### Material for this exercise
======
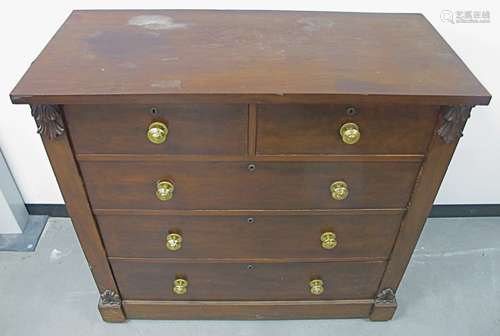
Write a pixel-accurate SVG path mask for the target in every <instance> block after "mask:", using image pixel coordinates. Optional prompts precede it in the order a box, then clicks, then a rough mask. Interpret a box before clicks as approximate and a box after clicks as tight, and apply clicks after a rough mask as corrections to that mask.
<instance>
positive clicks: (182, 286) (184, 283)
mask: <svg viewBox="0 0 500 336" xmlns="http://www.w3.org/2000/svg"><path fill="white" fill-rule="evenodd" d="M187 286H188V281H187V280H186V279H181V278H177V279H175V280H174V284H173V287H172V291H173V292H174V293H175V294H177V295H183V294H186V293H187Z"/></svg>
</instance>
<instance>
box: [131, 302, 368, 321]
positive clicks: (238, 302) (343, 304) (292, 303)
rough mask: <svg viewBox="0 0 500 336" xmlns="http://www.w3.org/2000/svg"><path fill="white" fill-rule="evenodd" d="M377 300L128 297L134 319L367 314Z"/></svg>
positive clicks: (179, 319)
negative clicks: (374, 300)
mask: <svg viewBox="0 0 500 336" xmlns="http://www.w3.org/2000/svg"><path fill="white" fill-rule="evenodd" d="M372 305H373V300H366V299H365V300H318V301H144V300H125V301H123V309H124V310H125V312H126V314H127V317H128V318H132V319H163V320H283V319H328V318H354V317H358V318H361V317H367V316H368V314H369V313H370V309H371V307H372Z"/></svg>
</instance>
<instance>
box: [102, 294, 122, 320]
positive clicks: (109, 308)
mask: <svg viewBox="0 0 500 336" xmlns="http://www.w3.org/2000/svg"><path fill="white" fill-rule="evenodd" d="M98 308H99V312H100V313H101V317H102V319H103V320H104V321H106V322H125V321H126V320H127V318H126V317H125V313H124V312H123V308H122V300H121V298H120V296H119V295H118V294H116V293H115V292H113V291H111V290H105V291H104V293H102V294H101V298H100V299H99V305H98Z"/></svg>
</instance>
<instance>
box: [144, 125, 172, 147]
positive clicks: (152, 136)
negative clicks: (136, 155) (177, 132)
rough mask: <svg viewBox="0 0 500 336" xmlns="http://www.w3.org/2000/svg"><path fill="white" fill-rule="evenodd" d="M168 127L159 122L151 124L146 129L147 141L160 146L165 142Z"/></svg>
mask: <svg viewBox="0 0 500 336" xmlns="http://www.w3.org/2000/svg"><path fill="white" fill-rule="evenodd" d="M167 134H168V127H167V125H165V124H164V123H162V122H160V121H155V122H152V123H151V124H150V125H149V127H148V132H147V136H148V140H149V141H150V142H152V143H154V144H157V145H159V144H162V143H164V142H165V141H166V140H167Z"/></svg>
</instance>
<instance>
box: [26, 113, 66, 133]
mask: <svg viewBox="0 0 500 336" xmlns="http://www.w3.org/2000/svg"><path fill="white" fill-rule="evenodd" d="M31 115H32V116H33V118H35V122H36V125H37V127H38V130H37V132H38V133H39V134H40V135H43V136H47V137H48V138H49V139H55V138H56V137H57V136H58V135H61V134H63V133H64V123H63V120H62V108H61V106H60V105H31Z"/></svg>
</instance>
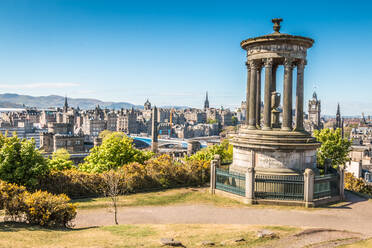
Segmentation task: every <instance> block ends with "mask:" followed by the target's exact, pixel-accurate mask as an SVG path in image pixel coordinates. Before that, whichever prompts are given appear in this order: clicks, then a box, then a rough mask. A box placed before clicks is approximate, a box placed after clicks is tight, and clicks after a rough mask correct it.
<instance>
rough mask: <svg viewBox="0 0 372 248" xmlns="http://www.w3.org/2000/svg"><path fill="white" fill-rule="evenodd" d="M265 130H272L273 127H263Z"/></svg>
mask: <svg viewBox="0 0 372 248" xmlns="http://www.w3.org/2000/svg"><path fill="white" fill-rule="evenodd" d="M262 130H263V131H270V130H273V129H272V128H271V127H263V128H262Z"/></svg>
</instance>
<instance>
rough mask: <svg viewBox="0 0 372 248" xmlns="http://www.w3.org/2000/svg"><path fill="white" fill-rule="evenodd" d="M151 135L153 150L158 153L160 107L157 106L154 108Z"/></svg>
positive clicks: (152, 110)
mask: <svg viewBox="0 0 372 248" xmlns="http://www.w3.org/2000/svg"><path fill="white" fill-rule="evenodd" d="M151 124H152V125H151V128H152V132H151V136H152V145H151V150H152V152H154V153H156V152H157V151H158V109H157V108H156V106H154V108H153V109H152V123H151Z"/></svg>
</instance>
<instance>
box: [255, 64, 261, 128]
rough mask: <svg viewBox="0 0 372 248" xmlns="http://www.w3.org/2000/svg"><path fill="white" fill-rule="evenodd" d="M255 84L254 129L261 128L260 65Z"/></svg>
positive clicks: (257, 72)
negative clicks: (254, 114) (255, 123)
mask: <svg viewBox="0 0 372 248" xmlns="http://www.w3.org/2000/svg"><path fill="white" fill-rule="evenodd" d="M256 73H257V84H256V94H257V95H256V127H257V128H258V129H260V128H261V65H259V66H258V67H257V72H256Z"/></svg>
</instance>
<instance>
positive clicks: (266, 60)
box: [264, 58, 274, 67]
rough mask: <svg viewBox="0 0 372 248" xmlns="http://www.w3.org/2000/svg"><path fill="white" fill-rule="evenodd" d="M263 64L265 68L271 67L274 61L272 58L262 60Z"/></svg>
mask: <svg viewBox="0 0 372 248" xmlns="http://www.w3.org/2000/svg"><path fill="white" fill-rule="evenodd" d="M264 64H265V67H273V65H274V59H273V58H267V59H264Z"/></svg>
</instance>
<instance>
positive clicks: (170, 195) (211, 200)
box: [72, 188, 318, 211]
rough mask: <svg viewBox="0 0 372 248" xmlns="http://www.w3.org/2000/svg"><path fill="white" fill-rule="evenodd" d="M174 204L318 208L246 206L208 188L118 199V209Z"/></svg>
mask: <svg viewBox="0 0 372 248" xmlns="http://www.w3.org/2000/svg"><path fill="white" fill-rule="evenodd" d="M72 202H74V203H77V205H78V209H80V210H83V209H94V208H105V207H107V206H108V205H109V204H110V203H111V200H110V198H107V197H99V198H86V199H77V200H73V201H72ZM174 204H211V205H215V206H221V207H254V208H277V209H297V210H304V211H313V210H315V209H318V208H308V209H306V208H304V207H298V206H297V207H296V206H273V205H270V206H267V205H251V206H250V205H246V204H244V203H242V202H240V201H237V200H235V199H232V198H229V197H225V196H219V195H212V194H210V193H209V188H181V189H168V190H163V191H158V192H149V193H137V194H130V195H124V196H120V197H119V203H118V205H119V206H120V207H137V206H166V205H174Z"/></svg>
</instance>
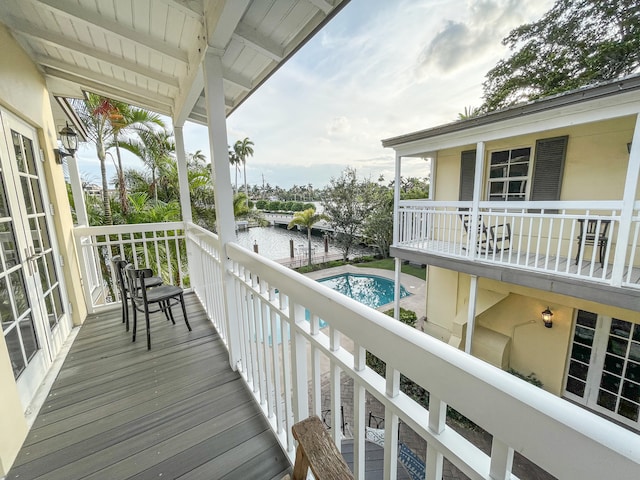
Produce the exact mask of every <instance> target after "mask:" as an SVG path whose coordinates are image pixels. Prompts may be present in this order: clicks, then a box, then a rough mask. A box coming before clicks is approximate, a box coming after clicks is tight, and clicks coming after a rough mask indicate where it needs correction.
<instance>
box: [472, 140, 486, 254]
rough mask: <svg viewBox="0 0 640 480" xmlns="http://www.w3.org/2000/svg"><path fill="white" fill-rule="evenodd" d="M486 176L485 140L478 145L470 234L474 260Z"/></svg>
======
### Your instructions
Working from the listing above, retype it exactly but include no images.

### Completed exercise
Write a pixel-accurate SVG path mask for the target in every <instance> block after "mask:", using image pixel coordinates. Optional prompts precede it in the order a box, then clicks, then a rough mask. Interpret a box before clicks as approximate and a box after clicks as tight, and apply clicks after a rough mask as corrections to that mask.
<instance>
positive clicks: (182, 286) (184, 283)
mask: <svg viewBox="0 0 500 336" xmlns="http://www.w3.org/2000/svg"><path fill="white" fill-rule="evenodd" d="M187 286H188V281H187V280H186V279H181V278H177V279H175V280H174V284H173V287H172V291H173V292H174V293H175V294H177V295H183V294H186V293H187Z"/></svg>
</instance>
<instance>
box: [131, 302, 368, 321]
positive clicks: (238, 302) (343, 304) (292, 303)
rough mask: <svg viewBox="0 0 500 336" xmlns="http://www.w3.org/2000/svg"><path fill="white" fill-rule="evenodd" d="M377 300L128 297L134 319L367 314Z"/></svg>
positive clicks: (179, 319)
negative clicks: (374, 300)
mask: <svg viewBox="0 0 500 336" xmlns="http://www.w3.org/2000/svg"><path fill="white" fill-rule="evenodd" d="M372 305H373V300H366V299H365V300H318V301H144V300H125V301H123V309H124V310H125V312H126V314H127V317H128V318H132V319H163V320H283V319H328V318H354V317H358V318H361V317H367V316H368V314H369V313H370V309H371V307H372Z"/></svg>
</instance>
<instance>
box: [102, 294, 122, 320]
positive clicks: (109, 308)
mask: <svg viewBox="0 0 500 336" xmlns="http://www.w3.org/2000/svg"><path fill="white" fill-rule="evenodd" d="M98 308H99V312H100V313H101V317H102V319H103V320H104V321H106V322H125V321H126V320H127V318H126V317H125V313H124V312H123V308H122V300H121V298H120V296H119V295H118V294H116V293H115V292H113V291H111V290H105V291H104V293H102V294H101V298H100V299H99V305H98Z"/></svg>
</instance>
<instance>
box: [144, 125, 172, 147]
positive clicks: (152, 136)
negative clicks: (136, 155) (177, 132)
rough mask: <svg viewBox="0 0 500 336" xmlns="http://www.w3.org/2000/svg"><path fill="white" fill-rule="evenodd" d="M168 127L159 122L151 124L146 129L147 141L160 146L165 142Z"/></svg>
mask: <svg viewBox="0 0 500 336" xmlns="http://www.w3.org/2000/svg"><path fill="white" fill-rule="evenodd" d="M167 134H168V127H167V125H165V124H164V123H162V122H160V121H155V122H152V123H151V124H150V125H149V127H148V132H147V136H148V140H149V141H150V142H152V143H154V144H157V145H159V144H162V143H164V142H165V141H166V140H167Z"/></svg>
</instance>
<instance>
box: [26, 113, 66, 133]
mask: <svg viewBox="0 0 500 336" xmlns="http://www.w3.org/2000/svg"><path fill="white" fill-rule="evenodd" d="M31 115H32V116H33V118H35V122H36V125H37V127H38V130H37V132H38V133H39V134H40V135H43V136H47V137H48V138H49V139H55V138H56V137H57V136H58V135H61V134H63V133H64V123H63V120H62V108H61V106H60V105H31Z"/></svg>
</instance>
Segmentation task: every <instance> block ends with "mask:" followed by the target's exact, pixel-accurate mask as an SVG path in image pixel coordinates. Before that, whichever prompts are given appear in this order: clicks, then a box, then a rough mask. A box placed before clicks is approximate, a box placed after clicks is tight, and clicks after a rough mask correct it.
<instance>
rough mask: <svg viewBox="0 0 372 248" xmlns="http://www.w3.org/2000/svg"><path fill="white" fill-rule="evenodd" d="M265 130H272L273 127H263Z"/></svg>
mask: <svg viewBox="0 0 372 248" xmlns="http://www.w3.org/2000/svg"><path fill="white" fill-rule="evenodd" d="M262 130H263V131H270V130H273V129H272V128H271V127H263V128H262Z"/></svg>
</instance>
<instance>
rough mask: <svg viewBox="0 0 372 248" xmlns="http://www.w3.org/2000/svg"><path fill="white" fill-rule="evenodd" d="M151 135L153 150L158 153L160 107L157 106L154 108Z"/></svg>
positive clicks: (152, 110)
mask: <svg viewBox="0 0 372 248" xmlns="http://www.w3.org/2000/svg"><path fill="white" fill-rule="evenodd" d="M151 124H152V125H151V128H152V132H151V136H152V145H151V150H152V152H154V153H156V152H157V151H158V109H157V108H156V106H154V108H153V109H152V123H151Z"/></svg>
</instance>
<instance>
box: [255, 64, 261, 128]
rough mask: <svg viewBox="0 0 372 248" xmlns="http://www.w3.org/2000/svg"><path fill="white" fill-rule="evenodd" d="M255 84L254 129L261 128L260 65Z"/></svg>
positive clicks: (257, 72)
negative clicks: (254, 114) (255, 123)
mask: <svg viewBox="0 0 372 248" xmlns="http://www.w3.org/2000/svg"><path fill="white" fill-rule="evenodd" d="M256 73H257V84H256V94H257V95H256V127H257V128H258V129H260V128H261V65H259V66H258V67H257V72H256Z"/></svg>
</instance>
<instance>
positive clicks: (266, 60)
box: [264, 58, 274, 67]
rough mask: <svg viewBox="0 0 372 248" xmlns="http://www.w3.org/2000/svg"><path fill="white" fill-rule="evenodd" d="M263 64L265 68L271 67L274 61L272 58L262 60Z"/></svg>
mask: <svg viewBox="0 0 372 248" xmlns="http://www.w3.org/2000/svg"><path fill="white" fill-rule="evenodd" d="M264 64H265V67H273V65H274V59H273V58H267V59H264Z"/></svg>
</instance>
<instance>
positive clicks: (170, 195) (211, 200)
box: [72, 188, 318, 211]
rough mask: <svg viewBox="0 0 372 248" xmlns="http://www.w3.org/2000/svg"><path fill="white" fill-rule="evenodd" d="M174 204L318 208L246 206L208 188L118 199V209Z"/></svg>
mask: <svg viewBox="0 0 372 248" xmlns="http://www.w3.org/2000/svg"><path fill="white" fill-rule="evenodd" d="M72 202H74V203H77V205H78V209H80V210H83V209H94V208H105V207H107V206H108V205H109V204H110V203H111V200H110V198H107V197H99V198H86V199H77V200H73V201H72ZM174 204H211V205H215V206H221V207H254V208H277V209H297V210H304V211H313V210H315V209H318V208H308V209H306V208H304V207H298V206H297V207H296V206H273V205H270V206H267V205H251V206H250V205H246V204H244V203H242V202H240V201H237V200H235V199H232V198H229V197H225V196H219V195H212V194H210V193H209V188H181V189H168V190H163V191H158V192H149V193H137V194H130V195H124V196H120V197H119V203H118V205H119V206H120V207H137V206H166V205H174Z"/></svg>
</instance>
Produce the exact mask of every <instance> target after "mask:" as an SVG path whose coordinates are image pixels. Prompts may be present in this order: clicks, then a box, then a rough mask. A box coming before clicks is approximate, a box coming after clicks is tight, and clicks coming after a rough mask indicate where it needs correction.
<instance>
box: [472, 140, 486, 254]
rough mask: <svg viewBox="0 0 640 480" xmlns="http://www.w3.org/2000/svg"><path fill="white" fill-rule="evenodd" d="M486 176L485 140L478 145L470 234L474 260Z"/></svg>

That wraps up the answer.